> WRITTEN REQUEST
Print each of the entries below line for line, changing nothing.

> RECORDS SUPPLIED

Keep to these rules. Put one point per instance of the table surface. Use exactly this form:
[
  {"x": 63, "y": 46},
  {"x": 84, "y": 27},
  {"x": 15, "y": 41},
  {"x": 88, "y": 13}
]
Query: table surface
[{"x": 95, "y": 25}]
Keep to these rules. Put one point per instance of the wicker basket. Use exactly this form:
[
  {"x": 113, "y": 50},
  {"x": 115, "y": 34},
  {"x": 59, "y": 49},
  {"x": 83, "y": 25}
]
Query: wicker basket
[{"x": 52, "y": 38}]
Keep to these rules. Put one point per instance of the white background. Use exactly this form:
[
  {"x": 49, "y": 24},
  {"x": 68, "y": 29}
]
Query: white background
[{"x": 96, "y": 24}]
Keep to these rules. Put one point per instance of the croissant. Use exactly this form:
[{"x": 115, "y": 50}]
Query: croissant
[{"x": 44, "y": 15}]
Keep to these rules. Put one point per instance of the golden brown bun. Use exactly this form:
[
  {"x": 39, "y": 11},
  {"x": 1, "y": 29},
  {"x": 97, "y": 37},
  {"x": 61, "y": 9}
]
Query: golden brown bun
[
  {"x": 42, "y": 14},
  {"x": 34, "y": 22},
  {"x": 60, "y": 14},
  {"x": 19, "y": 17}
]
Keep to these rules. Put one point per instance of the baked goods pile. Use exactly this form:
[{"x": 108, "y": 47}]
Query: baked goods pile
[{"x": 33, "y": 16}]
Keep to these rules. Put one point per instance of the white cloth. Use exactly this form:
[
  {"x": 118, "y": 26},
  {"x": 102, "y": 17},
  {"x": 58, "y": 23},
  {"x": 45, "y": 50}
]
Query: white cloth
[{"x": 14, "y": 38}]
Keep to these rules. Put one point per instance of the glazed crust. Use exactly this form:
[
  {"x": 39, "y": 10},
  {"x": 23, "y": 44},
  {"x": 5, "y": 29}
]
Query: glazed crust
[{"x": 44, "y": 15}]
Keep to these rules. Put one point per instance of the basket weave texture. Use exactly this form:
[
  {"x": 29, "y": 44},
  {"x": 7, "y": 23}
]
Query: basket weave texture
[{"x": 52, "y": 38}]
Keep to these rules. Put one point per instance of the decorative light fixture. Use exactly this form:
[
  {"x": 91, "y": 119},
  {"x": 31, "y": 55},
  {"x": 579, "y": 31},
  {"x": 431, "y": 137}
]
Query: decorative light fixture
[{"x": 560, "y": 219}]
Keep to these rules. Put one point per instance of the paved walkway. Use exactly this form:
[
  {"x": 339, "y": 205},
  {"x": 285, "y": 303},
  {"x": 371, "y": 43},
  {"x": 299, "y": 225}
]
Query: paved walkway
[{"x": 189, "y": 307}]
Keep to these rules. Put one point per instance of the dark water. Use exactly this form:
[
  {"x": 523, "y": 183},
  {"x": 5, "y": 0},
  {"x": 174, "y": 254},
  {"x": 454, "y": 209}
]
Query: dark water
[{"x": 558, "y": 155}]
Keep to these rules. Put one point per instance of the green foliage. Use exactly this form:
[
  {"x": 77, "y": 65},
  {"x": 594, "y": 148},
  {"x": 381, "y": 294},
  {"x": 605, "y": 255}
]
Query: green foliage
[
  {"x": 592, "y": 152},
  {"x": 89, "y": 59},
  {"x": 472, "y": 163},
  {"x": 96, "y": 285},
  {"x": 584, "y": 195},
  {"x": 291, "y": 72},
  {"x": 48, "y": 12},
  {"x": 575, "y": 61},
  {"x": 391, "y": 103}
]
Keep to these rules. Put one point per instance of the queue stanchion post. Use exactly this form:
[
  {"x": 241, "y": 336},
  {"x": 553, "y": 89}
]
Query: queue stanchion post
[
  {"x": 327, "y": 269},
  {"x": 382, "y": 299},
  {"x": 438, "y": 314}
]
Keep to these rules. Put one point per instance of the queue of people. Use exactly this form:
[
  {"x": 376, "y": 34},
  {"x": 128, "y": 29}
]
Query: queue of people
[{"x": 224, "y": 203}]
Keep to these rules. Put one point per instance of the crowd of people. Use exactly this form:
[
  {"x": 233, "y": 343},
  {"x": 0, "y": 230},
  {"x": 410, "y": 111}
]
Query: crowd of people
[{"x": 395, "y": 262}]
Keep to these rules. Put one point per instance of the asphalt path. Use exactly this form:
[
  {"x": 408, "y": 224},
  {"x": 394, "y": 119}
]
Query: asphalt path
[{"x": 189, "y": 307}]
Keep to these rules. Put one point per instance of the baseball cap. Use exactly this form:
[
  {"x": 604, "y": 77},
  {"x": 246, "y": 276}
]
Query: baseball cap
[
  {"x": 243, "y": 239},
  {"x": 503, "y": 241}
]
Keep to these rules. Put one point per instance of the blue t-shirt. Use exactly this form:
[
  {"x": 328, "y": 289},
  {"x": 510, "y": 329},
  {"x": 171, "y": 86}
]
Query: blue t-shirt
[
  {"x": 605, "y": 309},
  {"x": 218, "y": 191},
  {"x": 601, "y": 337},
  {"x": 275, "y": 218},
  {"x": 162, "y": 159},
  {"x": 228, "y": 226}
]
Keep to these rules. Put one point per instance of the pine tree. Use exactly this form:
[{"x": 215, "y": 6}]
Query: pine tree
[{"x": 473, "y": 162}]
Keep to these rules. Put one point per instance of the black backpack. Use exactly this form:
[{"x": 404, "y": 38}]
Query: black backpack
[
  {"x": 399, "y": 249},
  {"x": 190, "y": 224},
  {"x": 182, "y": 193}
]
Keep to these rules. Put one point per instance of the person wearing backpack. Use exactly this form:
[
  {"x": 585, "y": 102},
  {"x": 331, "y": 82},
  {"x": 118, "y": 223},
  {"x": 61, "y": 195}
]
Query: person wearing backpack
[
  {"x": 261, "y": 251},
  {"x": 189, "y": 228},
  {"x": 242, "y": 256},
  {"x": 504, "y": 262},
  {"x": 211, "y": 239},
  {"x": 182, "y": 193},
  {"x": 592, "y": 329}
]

> ANSWER TO THIS EXERCISE
Keep to these rules. Put one point per instance of the table surface. Use exactly this form:
[
  {"x": 63, "y": 46},
  {"x": 84, "y": 27},
  {"x": 15, "y": 41},
  {"x": 88, "y": 13}
]
Query: table surface
[{"x": 95, "y": 25}]
Keep to these rules. Put one point per instance of the wicker basket. Use exactly this form:
[
  {"x": 113, "y": 50},
  {"x": 115, "y": 34},
  {"x": 59, "y": 49},
  {"x": 83, "y": 25}
]
Query: wicker basket
[{"x": 52, "y": 38}]
Keep to these rules. Put one point per instance of the white background. Use exactly this form:
[
  {"x": 49, "y": 24},
  {"x": 68, "y": 29}
]
Query: white background
[{"x": 96, "y": 24}]
Keep to these rules. Put one point per instance of the croissant. Use exactly this form:
[{"x": 115, "y": 50}]
Query: croissant
[{"x": 44, "y": 15}]
Keep to these rules. Put one point per instance of the golden brown bun. Use exactly this form:
[
  {"x": 39, "y": 11},
  {"x": 1, "y": 29},
  {"x": 97, "y": 37},
  {"x": 61, "y": 9}
]
Query: golden brown bun
[
  {"x": 42, "y": 14},
  {"x": 34, "y": 22},
  {"x": 60, "y": 14},
  {"x": 19, "y": 17}
]
Keep to these rules. Put one point per instance of the baked goods pile. Use exactly this form:
[{"x": 108, "y": 47}]
Query: baked goods pile
[{"x": 33, "y": 16}]
Keep to these rules. Put one point per instance of the white cloth. Use exactly this form:
[
  {"x": 118, "y": 26},
  {"x": 102, "y": 17},
  {"x": 58, "y": 23},
  {"x": 45, "y": 50}
]
Query: white cloth
[{"x": 14, "y": 38}]
Keep to these rules. Put one point per instance of the glazed crust. Use exactly this form:
[
  {"x": 39, "y": 10},
  {"x": 23, "y": 44},
  {"x": 5, "y": 29}
]
Query: glazed crust
[{"x": 44, "y": 15}]
Keep to these rules. Put one point per instance of the basket weave texture. Use exactly this form:
[
  {"x": 29, "y": 44},
  {"x": 7, "y": 23}
]
Query: basket weave texture
[{"x": 52, "y": 38}]
Keep to these rules. Put one point per instance of the decorative light fixture. Use exactly this form:
[
  {"x": 91, "y": 119},
  {"x": 31, "y": 55},
  {"x": 579, "y": 31},
  {"x": 431, "y": 137}
]
Query: decorative light fixture
[{"x": 560, "y": 219}]
Keep to these rules. Put one point per instance of the paved walkway. Use exactly this form:
[
  {"x": 339, "y": 205},
  {"x": 285, "y": 303},
  {"x": 371, "y": 43},
  {"x": 299, "y": 225}
]
Query: paved walkway
[{"x": 189, "y": 307}]
Keep to these rules. Put one point per instance of the dark water. Use exactly this form:
[
  {"x": 523, "y": 183},
  {"x": 5, "y": 0},
  {"x": 174, "y": 254},
  {"x": 454, "y": 209}
]
Query: dark water
[{"x": 558, "y": 155}]
Keep to these rules. Put one point per instance of the green foliage. Use exactly this form:
[
  {"x": 77, "y": 65},
  {"x": 594, "y": 148},
  {"x": 381, "y": 294},
  {"x": 605, "y": 255}
]
Query: green foliage
[
  {"x": 592, "y": 152},
  {"x": 89, "y": 59},
  {"x": 472, "y": 163},
  {"x": 96, "y": 285},
  {"x": 584, "y": 195},
  {"x": 291, "y": 72},
  {"x": 48, "y": 12},
  {"x": 575, "y": 61},
  {"x": 391, "y": 103}
]
Keep to these rules. Put one point per instance of the queue stanchion post. Use exactly this form:
[
  {"x": 241, "y": 336},
  {"x": 553, "y": 89}
]
Query: queue stanchion post
[
  {"x": 327, "y": 269},
  {"x": 382, "y": 299},
  {"x": 438, "y": 314}
]
Keep to these rules. Put one point per instance of the queue of people. Use exactly this form:
[
  {"x": 376, "y": 34},
  {"x": 128, "y": 29}
]
Query: queue of people
[{"x": 224, "y": 203}]
Keep to these rules. Put one point per instance of the crowd of people. Use exactly this form:
[
  {"x": 233, "y": 343},
  {"x": 0, "y": 230},
  {"x": 410, "y": 111}
]
Query: crowd of people
[{"x": 395, "y": 262}]
Keep to these rules. Put one point per instance of the asphalt path. Use exactly this form:
[
  {"x": 408, "y": 224},
  {"x": 394, "y": 119}
]
Query: asphalt path
[{"x": 189, "y": 307}]
Keep to these rules. Put one point per instance of the baseball cap. Use exactly this form:
[
  {"x": 604, "y": 77},
  {"x": 246, "y": 276}
]
Query: baseball cap
[
  {"x": 243, "y": 239},
  {"x": 503, "y": 241}
]
Keep to these rules. Put one point per instance of the blue t-shirt. Use exactly this form:
[
  {"x": 328, "y": 289},
  {"x": 510, "y": 329},
  {"x": 171, "y": 86}
]
Query: blue t-shirt
[
  {"x": 605, "y": 309},
  {"x": 218, "y": 191},
  {"x": 601, "y": 337},
  {"x": 275, "y": 218},
  {"x": 162, "y": 159},
  {"x": 228, "y": 226}
]
Keep to these rules. Put one point per instance of the pine tree. Use exactly this form:
[{"x": 215, "y": 6}]
Query: pine tree
[{"x": 473, "y": 162}]
Keep to these rules. Put one point per instance of the black backpack. Use exactly this form:
[{"x": 404, "y": 38}]
Query: black backpack
[
  {"x": 399, "y": 249},
  {"x": 190, "y": 224},
  {"x": 182, "y": 193}
]
Keep to these rules. Put one point per instance of the person wearing backpack. Use exactly this form:
[
  {"x": 585, "y": 102},
  {"x": 331, "y": 82},
  {"x": 118, "y": 223},
  {"x": 61, "y": 195}
]
Query: person wearing backpack
[
  {"x": 261, "y": 251},
  {"x": 189, "y": 228},
  {"x": 242, "y": 256},
  {"x": 504, "y": 262},
  {"x": 211, "y": 239},
  {"x": 182, "y": 193},
  {"x": 592, "y": 329}
]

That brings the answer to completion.